* [Consigne écrite 1]: Dans le texte sur le partage de la prévoyance professionnelle, à partir de quelle durée un mariage est-il considéré comme de longue durée ?
* [Consigne écrite 2]: Reprenez la partie du texte sur le partage de la prévoyance professionnelle qui s'ouvre sur les mots « À certaines conditions, on » et se ferme sur « (art. 124 CC). », en échangeant « parts égales » contre « portions identiques ».
* [Consigne écrite 3]: Poursuivez le texte sur le partage de la prévoyance professionnelle après sa dernière phrase.

* [Texte fourni]:
Le Tribunal du divorce doit ensuite transférer le dossier au Tribunal cantonal compétent en matière d’assurances sociales pour décider des montants dus et ordonner la réalisation du partage (par exemple 9C_77/2024).
Le but du principe légal
L’idée de base est double : d’une part, il s’agit d’éviter que l’un des époux tombe à la charge de l’aide sociale à sa retraite et, d’autre part, il est juste et équitable que les avoirs accumulés par l’un et par l’autre, pendant le mariage pour sa retraite, soient équivalents de manière à ce que l’une des personnes ne soit pas défavorisée par rapport à l’autre, pour ce qui concerne sa prévoyance professionnelle (retraite).
Non seulement, car une personne gagne souvent plus que l’autre (et accumule donc plus pendant le mariage), mais aussi, surtout pour compenser le manque d’avoirs de prévoyance parce que la personne a réduit son taux de travail ou a cessé de travailler pendant le mariage.
Le cas classique est celui de l’épouse qui réduit son temps de travail ou cesse de travailler pour s’occuper de la famille. Il n’est pas juste qu’elle soit ainsi défavorisée à sa retraite alors que l’autre a continué à accumuler des avoirs pour sa retraite.
En bref, l’idée de base est que chacun doit pouvoir bénéficier de ressources financières équivalentes lors de la retraite, quel que soit le régime matrimonial ou la répartition des tâches du couple pendant le mariage (5A_443/2018 consid. 5.3.2). La protection ainsi voulue et recherchée est d’autant plus forte que le mariage a été de longue durée (plus de 7 ans) ou que les époux sont proches de la retraite (dès 55 ans).
À certaines conditions, on peut renoncer au partage de LPP.
Le partage se fait en principe à parts égales, même si l’âge de la retraite n’est pas encore atteint et qu’une prestation d’invalidité est versée par la caisse de prévoyance (art. 124 CC).
Le principe légal du partage par moitié à 50/50 se fait aussi si les deux époux perçoivent déjà une rente de retraite ou une rente invalidité (art. 124a CC).

* [Partie données]:
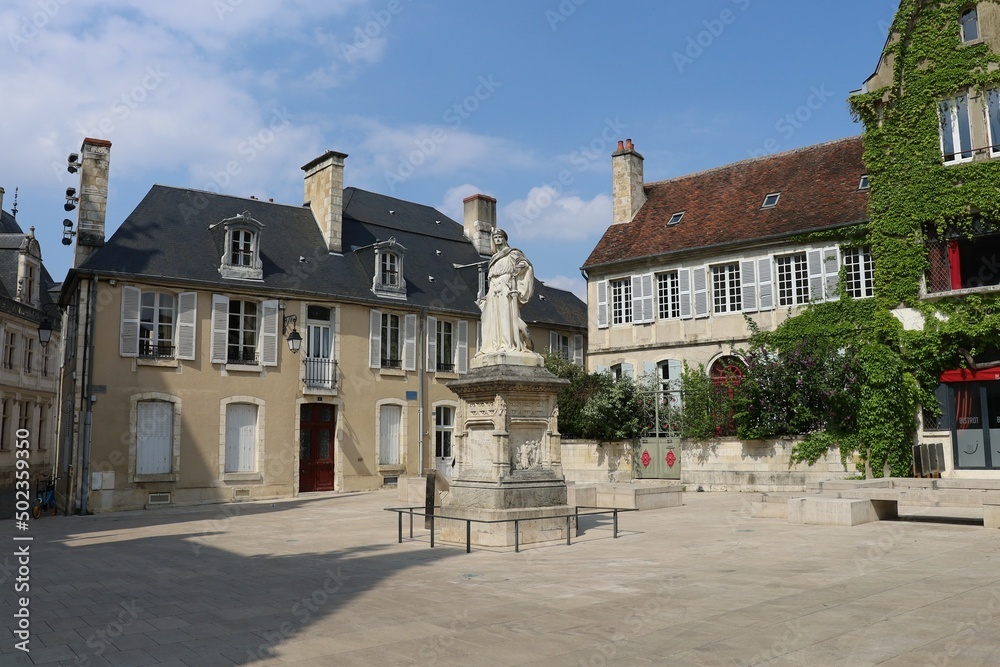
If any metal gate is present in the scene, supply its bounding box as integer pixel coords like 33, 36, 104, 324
632, 389, 683, 480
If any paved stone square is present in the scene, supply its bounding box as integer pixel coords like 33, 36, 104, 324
0, 491, 1000, 667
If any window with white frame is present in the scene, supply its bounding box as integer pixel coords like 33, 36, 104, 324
938, 95, 972, 164
434, 320, 455, 373
774, 252, 809, 306
3, 331, 17, 370
24, 338, 35, 373
226, 299, 259, 365
378, 405, 403, 466
225, 403, 258, 473
135, 401, 174, 475
656, 271, 681, 320
139, 292, 174, 358
712, 262, 743, 314
434, 405, 455, 459
610, 278, 632, 324
986, 88, 1000, 157
843, 246, 875, 299
210, 211, 264, 280
381, 313, 403, 368
959, 7, 979, 44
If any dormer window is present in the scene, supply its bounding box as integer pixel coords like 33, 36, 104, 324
211, 211, 264, 280
959, 7, 979, 44
372, 237, 406, 299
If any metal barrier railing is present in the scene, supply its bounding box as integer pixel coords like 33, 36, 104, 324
385, 505, 636, 553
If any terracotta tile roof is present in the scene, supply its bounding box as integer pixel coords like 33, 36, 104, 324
584, 137, 868, 269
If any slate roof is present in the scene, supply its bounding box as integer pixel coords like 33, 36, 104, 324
584, 137, 868, 269
79, 185, 587, 328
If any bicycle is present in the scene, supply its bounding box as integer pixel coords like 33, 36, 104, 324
31, 477, 59, 519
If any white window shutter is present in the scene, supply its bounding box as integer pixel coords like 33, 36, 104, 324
740, 259, 757, 313
757, 257, 774, 311
368, 308, 382, 368
403, 313, 417, 371
177, 292, 198, 360
691, 266, 708, 317
260, 299, 279, 366
597, 280, 608, 329
427, 317, 437, 373
212, 294, 229, 364
823, 246, 840, 301
455, 320, 469, 375
119, 286, 142, 357
806, 249, 824, 301
677, 269, 692, 320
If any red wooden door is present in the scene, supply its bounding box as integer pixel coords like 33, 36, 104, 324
299, 403, 337, 491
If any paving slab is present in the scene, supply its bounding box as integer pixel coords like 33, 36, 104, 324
0, 491, 1000, 667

* [Réponse 1]: Un mariage est de longue durée à partir de plus de 7 ans.

* [Réponse 2]:
À certaines conditions, on peut renoncer au partage de LPP.
Le partage se fait en principe à portions identiques, même si l’âge de la retraite n’est pas encore atteint et qu’une prestation d’invalidité est versée par la caisse de prévoyance (art. 124 CC).

* [Réponse 3]:
Exemple de partage du 2e pilier à 50/50 :
Épouse | Mari | ||
Prévoyance avant le mariage | Équivaut au montant que chaque époux avait accumulé avant le mariage | 10’000.- | 80’000.- |
Prévoyance au jour de l’introduction de la procédure de divorce | Montants accumulés jusqu’à ce jour | 70’000.- | 150’000.- |
Avoirs accumulés durant le mariage | L’attestation de votre caisse de pension vous fournit ce chiffre. | 70’000.- – 10’000.- 60’000.- | 150’000.- – 80’000.- 70’000.- |
Différentiel des avoirs LPP | 70’000 – 60’000 = 10’000.- | ||
Équilibrage | Moitié du différentiel, soit 10’000 : 2 = 5’000.- | 5’000.- doivent passer des avoirs de Monsieur à ceux de Madame | |
Prévoyance équilibrée des avoirs accumulés durant le mariage | 60’000.- + 5’000.- 65’000.- | 70’000.- – 5’000.- 65’000.- |
Au total, en ajoutant les avoirs accumulés AVANT le mariage :
- les avoirs LPP de Monsieur seront de 65’000 + 80’000 = 145’000.-
- les avoirs LPP de Madame seront de 65’000 + 10’000 = 75’000.-
Le rachat d’années de prévoyance fait pendant le mariage doit aussi être partagé, sauf s’il a été effectué en utilisant des fonds propres (soit en utilisant des fonds existants avant le mariage, soit reçu par héritage ou par donation (5A_358/2007 ; 5A_865/2015).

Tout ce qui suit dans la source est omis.